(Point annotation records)
+ + + +
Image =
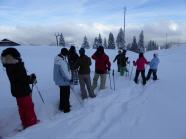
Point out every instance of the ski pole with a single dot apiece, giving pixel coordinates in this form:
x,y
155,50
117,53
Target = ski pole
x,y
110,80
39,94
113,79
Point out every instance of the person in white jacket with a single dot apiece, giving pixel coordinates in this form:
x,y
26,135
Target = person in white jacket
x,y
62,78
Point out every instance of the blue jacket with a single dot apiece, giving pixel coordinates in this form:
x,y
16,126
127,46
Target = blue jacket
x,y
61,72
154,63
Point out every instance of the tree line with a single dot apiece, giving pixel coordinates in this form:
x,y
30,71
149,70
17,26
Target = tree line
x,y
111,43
+ + + +
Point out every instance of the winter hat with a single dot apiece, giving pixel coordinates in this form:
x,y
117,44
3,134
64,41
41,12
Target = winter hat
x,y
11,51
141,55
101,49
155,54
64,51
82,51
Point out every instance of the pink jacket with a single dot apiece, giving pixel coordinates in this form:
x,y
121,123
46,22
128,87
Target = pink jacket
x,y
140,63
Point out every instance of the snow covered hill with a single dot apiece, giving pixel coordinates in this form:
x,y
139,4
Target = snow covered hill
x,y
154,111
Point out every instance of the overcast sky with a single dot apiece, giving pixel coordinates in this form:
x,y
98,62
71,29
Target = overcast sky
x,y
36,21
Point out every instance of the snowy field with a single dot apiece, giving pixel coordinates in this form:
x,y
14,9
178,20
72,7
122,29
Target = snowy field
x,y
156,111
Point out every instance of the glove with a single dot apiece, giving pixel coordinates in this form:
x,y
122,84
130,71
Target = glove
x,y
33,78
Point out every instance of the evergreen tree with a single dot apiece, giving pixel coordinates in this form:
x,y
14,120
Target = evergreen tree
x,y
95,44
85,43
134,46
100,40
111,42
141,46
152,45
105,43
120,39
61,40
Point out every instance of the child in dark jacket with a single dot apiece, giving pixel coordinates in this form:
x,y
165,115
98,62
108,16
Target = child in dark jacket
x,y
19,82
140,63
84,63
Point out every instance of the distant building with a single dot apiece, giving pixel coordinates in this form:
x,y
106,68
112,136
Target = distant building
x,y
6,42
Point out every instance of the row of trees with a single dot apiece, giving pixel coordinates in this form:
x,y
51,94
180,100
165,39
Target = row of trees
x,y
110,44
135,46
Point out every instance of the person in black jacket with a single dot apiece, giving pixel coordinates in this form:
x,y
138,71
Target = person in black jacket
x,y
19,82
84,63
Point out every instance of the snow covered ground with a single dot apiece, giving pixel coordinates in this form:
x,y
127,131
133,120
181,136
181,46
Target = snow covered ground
+ + + +
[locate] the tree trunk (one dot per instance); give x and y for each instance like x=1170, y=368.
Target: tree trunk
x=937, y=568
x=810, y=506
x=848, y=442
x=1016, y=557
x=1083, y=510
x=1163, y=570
+ + + +
» **SET EXERCISE**
Change "tree trunk" to "tree stump" in the stretch of records from the line containing "[locate] the tree" through the line containing "x=1163, y=570", and give those lines again with everything else unchanged.

» **EXERCISE SOLUTION**
[locate] the tree stump (one dot per instance); give x and y for each instance like x=1170, y=368.
Target: tree stump
x=937, y=568
x=810, y=506
x=848, y=442
x=1016, y=557
x=1083, y=510
x=1163, y=570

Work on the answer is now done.